**Consigne A:**
Pour chacune des affirmations suivantes, dites si elle concorde avec la chronique, en répondant par oui ou non et en citant textuellement les mots décisifs. (i) Le déficit de l’UQAM pour 2015-2016 s’élève à 12 millions. (ii) Les dernières compressions du gouvernement ont été imposées en juin 2014. (iii) Les étudiants en droit ont fait éclater leur association avec ceux de sciences politiques il y a deux ans.
**Consigne B:**
Modifiez tout le passage des rangées, depuis celle qui contient « Segment the sand. » jusqu’à la fin des rangées, en remplaçant « Provide » par « Return » sans rien changer d’autre. Laissez les images de côté dans votre réponse.

**Extrait du texte:**

-- -- --

Chronique

L’UQAM, le déficit et les militants

L’Université du Québec à Montréal (UQAM) fera un gros déficit cette année, un autre. Et elle devra, encore une fois, présenter un plan de redressement douloureux au gouvernement, elle qui est déjà dans un processus de redressement depuis sept ans.

Il faut convenir que les dernières compressions du gouvernement à l’ensemble des universités ont été dures. Elles ont été imposées en plein cœur d’un exercice financier, en juin 2015, obligeant les universités à improviser. Le gouvernement doit maintenant leur donner un répit et réinvestir.

Sauf que sur le déficit de 12 millions de l’UQAM cette année (2015-2016), la moitié est attribuable à la baisse marquée de la fréquentation. Et cette baisse des inscriptions, beaucoup plus importante qu’ailleurs selon Le Devoir, s’explique notamment par les grèves et manifestations répétées de l’établissement. Dit autrement, certains futurs étudiants potentiels semblent fuir l’UQAM de crainte de voir leurs études s’éterniser.

Or, devant les effets pernicieux de leurs actions, que font certains des militants ? Ils en rajoutent, par exemple en manifestant le jour même des portes ouvertes de l’UQAM, un événement qui vise justement à faire le plein de nouveaux étudiants.

Les effets nocifs des débordements ces dernières années ne s’arrêtent pas là. L’an dernier, les étudiants en droit ont fait éclater l’association qui les liait aux étudiants militants de sciences politiques. Et depuis deux ans, l’École des sciences de la gestion (ESG), vache à lait formée des « méchants capitalistes », veut se distancier de l’établissement.

-- -- --

**Extraits de données:**
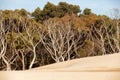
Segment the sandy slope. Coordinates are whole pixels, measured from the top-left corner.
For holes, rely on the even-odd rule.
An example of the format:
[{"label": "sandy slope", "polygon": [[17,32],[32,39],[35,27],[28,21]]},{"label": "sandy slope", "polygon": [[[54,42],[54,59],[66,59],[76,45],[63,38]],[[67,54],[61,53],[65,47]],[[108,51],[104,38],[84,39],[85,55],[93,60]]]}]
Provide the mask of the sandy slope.
[{"label": "sandy slope", "polygon": [[75,59],[27,71],[0,72],[0,80],[120,80],[120,54]]}]

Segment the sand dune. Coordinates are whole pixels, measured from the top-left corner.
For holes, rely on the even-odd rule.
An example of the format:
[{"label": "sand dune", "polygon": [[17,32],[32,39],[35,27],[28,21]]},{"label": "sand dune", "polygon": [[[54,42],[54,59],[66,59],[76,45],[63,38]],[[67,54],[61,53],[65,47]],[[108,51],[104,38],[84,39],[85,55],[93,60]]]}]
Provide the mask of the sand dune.
[{"label": "sand dune", "polygon": [[75,59],[27,71],[0,72],[0,80],[120,80],[120,54]]}]

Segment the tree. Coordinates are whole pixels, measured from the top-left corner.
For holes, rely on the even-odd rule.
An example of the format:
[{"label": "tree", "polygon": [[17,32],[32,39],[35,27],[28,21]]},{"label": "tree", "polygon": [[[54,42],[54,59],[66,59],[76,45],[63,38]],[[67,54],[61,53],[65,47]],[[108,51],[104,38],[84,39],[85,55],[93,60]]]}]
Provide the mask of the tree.
[{"label": "tree", "polygon": [[61,16],[64,16],[65,14],[78,14],[79,12],[81,12],[80,7],[78,5],[72,5],[72,4],[68,4],[66,2],[60,2],[58,4],[58,9],[59,12],[61,13]]},{"label": "tree", "polygon": [[41,10],[40,10],[40,8],[37,7],[31,15],[36,21],[41,20]]},{"label": "tree", "polygon": [[74,31],[69,23],[48,20],[45,23],[46,35],[42,38],[44,47],[55,62],[63,62],[71,59],[74,44]]},{"label": "tree", "polygon": [[85,14],[85,15],[89,15],[91,13],[92,13],[91,9],[89,9],[89,8],[85,8],[84,11],[83,11],[83,14]]}]

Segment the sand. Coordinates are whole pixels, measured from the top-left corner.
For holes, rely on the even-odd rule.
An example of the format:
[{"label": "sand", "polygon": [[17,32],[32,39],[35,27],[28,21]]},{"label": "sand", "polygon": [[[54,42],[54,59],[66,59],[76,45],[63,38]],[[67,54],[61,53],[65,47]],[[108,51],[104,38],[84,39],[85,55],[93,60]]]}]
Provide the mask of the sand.
[{"label": "sand", "polygon": [[120,80],[120,53],[0,72],[0,80]]}]

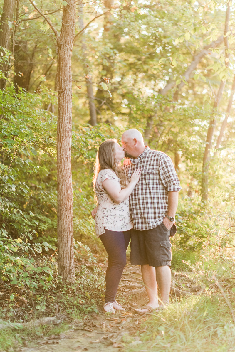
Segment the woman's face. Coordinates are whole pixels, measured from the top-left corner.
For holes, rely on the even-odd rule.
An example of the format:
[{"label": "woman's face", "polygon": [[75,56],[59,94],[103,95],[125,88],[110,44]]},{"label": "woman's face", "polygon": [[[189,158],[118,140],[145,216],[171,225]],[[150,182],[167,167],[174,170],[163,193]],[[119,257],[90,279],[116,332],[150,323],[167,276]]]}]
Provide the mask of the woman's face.
[{"label": "woman's face", "polygon": [[115,157],[118,161],[120,161],[125,158],[125,153],[123,151],[123,148],[122,147],[120,147],[118,143],[115,143]]}]

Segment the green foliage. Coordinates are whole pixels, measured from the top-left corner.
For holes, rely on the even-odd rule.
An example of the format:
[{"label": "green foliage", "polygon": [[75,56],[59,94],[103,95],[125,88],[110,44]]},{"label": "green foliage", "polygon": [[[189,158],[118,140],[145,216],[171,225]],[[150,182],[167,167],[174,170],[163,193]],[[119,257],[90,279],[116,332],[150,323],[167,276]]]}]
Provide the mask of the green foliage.
[{"label": "green foliage", "polygon": [[[150,351],[156,351],[156,346],[160,352],[176,352],[179,346],[188,352],[231,351],[235,326],[230,316],[223,298],[192,296],[152,315],[140,337],[144,348]],[[143,348],[140,345],[128,350],[136,352]]]}]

-- -- --

**Solution A:**
(i) Oui : « sur le déficit de 12 millions de l’UQAM cette année (2015-2016) ».
(ii) Non : « Elles ont été imposées en plein cœur d’un exercice financier, en juin 2015 ».
(iii) Non : « L’an dernier, les étudiants en droit ont fait éclater l’association qui les liait aux étudiants militants de sciences politiques ».

**Solution B:**
Segment the sand. Coordinates are whole pixels, measured from the top-left corner.
For holes, rely on the even-odd rule.
An example of the format:
[{"label": "sand", "polygon": [[17,32],[32,39],[35,27],[28,21]]},{"label": "sand", "polygon": [[[54,42],[54,59],[66,59],[76,45],[63,38]],[[67,54],[61,53],[65,47]],[[108,51],[104,38],[84,39],[85,55],[93,60]]]}]
Return the mask of the sand.
[{"label": "sand", "polygon": [[120,80],[120,53],[0,72],[0,80]]}]

Segment the woman's face. Coordinates are whole pixels, measured from the top-left corner.
For holes, rely on the even-odd rule.
An example of the format:
[{"label": "woman's face", "polygon": [[75,56],[59,94],[103,95],[125,88],[110,44]]},{"label": "woman's face", "polygon": [[[189,158],[118,140],[145,216],[171,225]],[[150,182],[167,167],[174,170],[163,193]],[[119,257],[90,279],[116,332],[150,323],[167,276]]]}]
Return the mask of the woman's face.
[{"label": "woman's face", "polygon": [[115,157],[118,161],[120,161],[125,158],[125,153],[123,151],[123,148],[122,147],[120,147],[118,143],[115,143]]}]

Segment the green foliage. Coordinates are whole pixels, measured from the top-left corner.
For holes, rely on the even-odd rule.
An example of the format:
[{"label": "green foliage", "polygon": [[75,56],[59,94],[103,95],[125,88],[110,44]]},{"label": "green foliage", "polygon": [[[189,158],[118,140],[145,216],[171,225]],[[150,182],[167,167],[174,170],[163,193]],[[119,257],[90,279],[116,332],[150,323],[167,276]]]}]
Return the mask of the green foliage.
[{"label": "green foliage", "polygon": [[[150,351],[156,351],[156,346],[160,352],[176,352],[179,346],[188,352],[231,351],[235,326],[230,316],[223,298],[192,296],[152,315],[140,337],[144,348]],[[143,348],[140,345],[128,350],[136,352]]]}]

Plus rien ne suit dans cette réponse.